(Items from a dataset)
---*---
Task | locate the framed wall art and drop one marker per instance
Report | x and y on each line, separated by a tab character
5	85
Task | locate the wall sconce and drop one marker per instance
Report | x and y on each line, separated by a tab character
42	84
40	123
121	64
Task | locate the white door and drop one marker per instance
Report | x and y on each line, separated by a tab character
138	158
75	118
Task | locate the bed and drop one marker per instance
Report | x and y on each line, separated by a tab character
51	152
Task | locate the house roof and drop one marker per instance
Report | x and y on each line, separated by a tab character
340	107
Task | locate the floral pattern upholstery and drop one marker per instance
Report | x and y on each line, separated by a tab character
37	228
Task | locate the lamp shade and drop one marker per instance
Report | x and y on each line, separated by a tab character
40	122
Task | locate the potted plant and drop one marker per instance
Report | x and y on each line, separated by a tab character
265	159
---*---
Rewrite all of the material above, changing every "marker" to "pin" and leaving everything else untouched.

▶ [RESPONSE TO THE EXERCISE]:
Task | locate the framed wall art and drop one pin per instance
Report | x and y on each line, separated by a tab character
5	85
Task | locate the wall sconce and drop one pin per instance
Report | x and y on each line, separated by a tab character
42	84
40	123
121	64
Task | locate the white door and drop one pin per instance
Report | x and y on each line, separated by a tab character
138	158
75	118
Task | locate the bed and drop one pin per instance
Report | x and y on each line, separated by a tab character
51	152
Task | locate the house roof and drop one pin per instance
Report | x and y on each line, separated by a tab character
340	107
Task | locate the floral pattern upholstery and drop one pin per instance
Report | x and y on each line, separated by a tab character
37	228
Task | locate the lamp shade and drop one pin per instance
Report | x and y on each line, separated by a tab character
40	122
Task | locate the potted plant and drop one pin per instance
Report | x and y on each line, separated by a tab character
265	159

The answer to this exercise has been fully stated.